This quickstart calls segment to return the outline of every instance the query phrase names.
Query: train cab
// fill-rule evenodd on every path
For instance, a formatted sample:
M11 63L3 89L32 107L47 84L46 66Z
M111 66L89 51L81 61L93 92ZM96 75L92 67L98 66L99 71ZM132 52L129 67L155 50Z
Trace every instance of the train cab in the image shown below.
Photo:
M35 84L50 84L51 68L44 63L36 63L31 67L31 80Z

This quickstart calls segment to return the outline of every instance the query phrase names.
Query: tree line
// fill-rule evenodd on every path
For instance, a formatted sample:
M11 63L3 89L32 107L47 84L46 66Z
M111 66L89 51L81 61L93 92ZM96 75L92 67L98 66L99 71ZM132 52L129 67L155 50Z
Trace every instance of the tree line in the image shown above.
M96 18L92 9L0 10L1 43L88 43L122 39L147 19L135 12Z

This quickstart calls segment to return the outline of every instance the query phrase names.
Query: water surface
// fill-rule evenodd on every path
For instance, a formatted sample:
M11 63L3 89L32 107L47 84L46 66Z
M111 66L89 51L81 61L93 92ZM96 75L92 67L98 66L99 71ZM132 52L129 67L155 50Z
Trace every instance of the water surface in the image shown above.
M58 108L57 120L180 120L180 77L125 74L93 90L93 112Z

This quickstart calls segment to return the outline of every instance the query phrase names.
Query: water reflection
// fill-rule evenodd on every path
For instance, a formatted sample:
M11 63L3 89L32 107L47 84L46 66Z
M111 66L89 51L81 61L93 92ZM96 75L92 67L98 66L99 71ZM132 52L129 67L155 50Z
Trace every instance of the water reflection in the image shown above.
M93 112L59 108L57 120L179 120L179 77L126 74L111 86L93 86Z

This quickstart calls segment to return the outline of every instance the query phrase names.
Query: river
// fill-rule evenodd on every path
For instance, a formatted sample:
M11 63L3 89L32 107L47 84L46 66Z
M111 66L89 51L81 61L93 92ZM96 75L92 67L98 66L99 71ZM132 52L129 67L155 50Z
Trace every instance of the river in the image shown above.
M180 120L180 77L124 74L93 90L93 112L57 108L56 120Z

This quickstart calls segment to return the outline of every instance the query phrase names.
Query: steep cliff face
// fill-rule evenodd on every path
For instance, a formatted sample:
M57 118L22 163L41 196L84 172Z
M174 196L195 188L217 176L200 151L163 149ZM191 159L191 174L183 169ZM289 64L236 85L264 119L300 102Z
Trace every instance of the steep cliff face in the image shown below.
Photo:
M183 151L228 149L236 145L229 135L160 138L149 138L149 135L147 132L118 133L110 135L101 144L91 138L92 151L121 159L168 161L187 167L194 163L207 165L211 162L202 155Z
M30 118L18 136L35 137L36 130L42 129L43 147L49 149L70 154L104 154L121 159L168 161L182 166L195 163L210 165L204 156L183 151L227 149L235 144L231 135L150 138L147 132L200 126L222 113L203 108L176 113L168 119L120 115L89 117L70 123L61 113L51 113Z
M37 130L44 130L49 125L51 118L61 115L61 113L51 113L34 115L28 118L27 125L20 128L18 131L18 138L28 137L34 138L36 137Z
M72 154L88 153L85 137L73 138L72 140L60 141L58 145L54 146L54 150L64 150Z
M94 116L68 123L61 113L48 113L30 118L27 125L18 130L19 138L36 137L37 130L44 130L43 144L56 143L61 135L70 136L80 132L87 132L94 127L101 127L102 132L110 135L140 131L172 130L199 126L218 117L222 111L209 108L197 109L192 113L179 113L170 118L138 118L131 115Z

* * * * *

## Direction
Present every line of the entries above as a numbered list, leaving out the blank lines.

## Exercise answer
1. This quickstart calls segment to return the outline of every instance the query phrase names.
2. Query: train cab
3. // fill-rule evenodd on every path
4. For instance, a formatted sample:
5. M11 63L3 89L32 107L47 84L46 66Z
6. M111 66L89 51L81 61L93 92ZM96 75L92 67L98 66L99 71ZM132 52L129 67L155 50Z
7. Trace every instance of the train cab in the image shown below.
8. Photo:
9. M35 84L50 84L51 68L44 63L36 63L31 67L31 80Z
10. This quickstart calls segment to return the outline of every instance the query phrase names.
11. Query: tree line
12. // fill-rule evenodd on every path
13. For instance, a formatted sample:
14. M11 63L3 89L32 107L47 84L46 66Z
15. M111 66L89 51L81 61L93 92ZM96 75L92 67L98 66L99 71ZM132 52L129 67L155 50Z
16. Trace every instance of the tree line in the image shown above.
17. M96 18L92 9L0 10L1 43L88 43L122 39L147 19L135 12Z
18. This quickstart calls segment to return the outline of every instance the query phrase names.
19. Query: water surface
20. // fill-rule evenodd on every path
21. For instance, a formatted sample:
22. M11 63L3 89L32 107L47 84L46 66Z
23. M111 66L89 51L81 61L93 92ZM96 75L92 67L98 66L99 71ZM132 52L129 67L155 50Z
24. Trace every instance of the water surface in the image shown above.
25. M58 108L57 120L180 120L180 77L125 74L93 90L93 112Z
26. This quickstart calls segment to return the outline of every instance the query phrase names.
27. Query: water reflection
28. // fill-rule evenodd on every path
29. For instance, a formatted sample:
30. M11 63L3 89L32 107L47 84L46 66Z
31. M111 66L89 51L81 61L93 92ZM96 75L92 67L98 66L99 71ZM132 52L129 67L155 50Z
32. Trace every instance of the water reflection in the image shown above.
33. M93 112L59 108L57 120L179 120L179 77L126 74L111 86L93 86Z
34. This quickstart calls segment to return the outline of every instance the query phrase names.
35. Query: river
36. // fill-rule evenodd on every path
37. For instance, a formatted sample:
38. M11 63L3 89L32 107L47 84L46 66Z
39. M111 66L89 51L81 61L93 92ZM96 75L92 67L98 66L99 71ZM132 52L129 67L155 50Z
40. Trace every instance of the river in the image shown above.
41. M180 120L180 77L124 74L93 90L93 112L57 108L56 120Z
42. This quickstart calls segment to return the outline of every instance the query phrase names.
43. Query: steep cliff face
44. // fill-rule evenodd on every path
45. For instance, a formatted sample:
46. M57 118L22 163L41 196L84 172Z
47. M174 196L195 188L217 176L200 151L163 149ZM191 159L191 174L183 169ZM289 64L236 85L264 119L300 102Z
48. Trace every instance of the steep cliff face in the image shown below.
49. Photo:
50. M183 151L228 149L236 145L229 135L160 138L149 138L149 135L147 132L118 133L110 135L101 144L91 138L92 151L121 159L168 161L187 167L194 163L207 165L211 162L202 155Z
51. M30 118L18 136L35 137L36 130L42 129L43 147L49 149L70 154L104 154L121 159L168 161L182 166L195 163L210 165L204 156L183 151L227 149L235 144L231 135L150 138L147 132L200 126L222 113L203 108L176 113L168 119L120 115L89 117L70 123L61 113L51 113Z
52. M37 130L44 130L49 125L51 118L61 115L61 113L51 113L34 115L28 118L27 125L20 128L18 131L18 138L28 137L34 138L36 137Z
53. M72 154L88 153L85 137L73 138L72 140L60 141L58 145L54 146L54 150L64 150Z
54. M94 116L68 123L61 113L48 113L30 118L27 125L18 130L19 138L36 137L37 130L44 130L43 144L56 143L61 135L70 136L80 132L87 132L94 127L101 127L102 132L110 135L140 131L172 130L199 126L218 117L222 111L209 108L197 109L192 113L179 113L170 118L138 118L131 115Z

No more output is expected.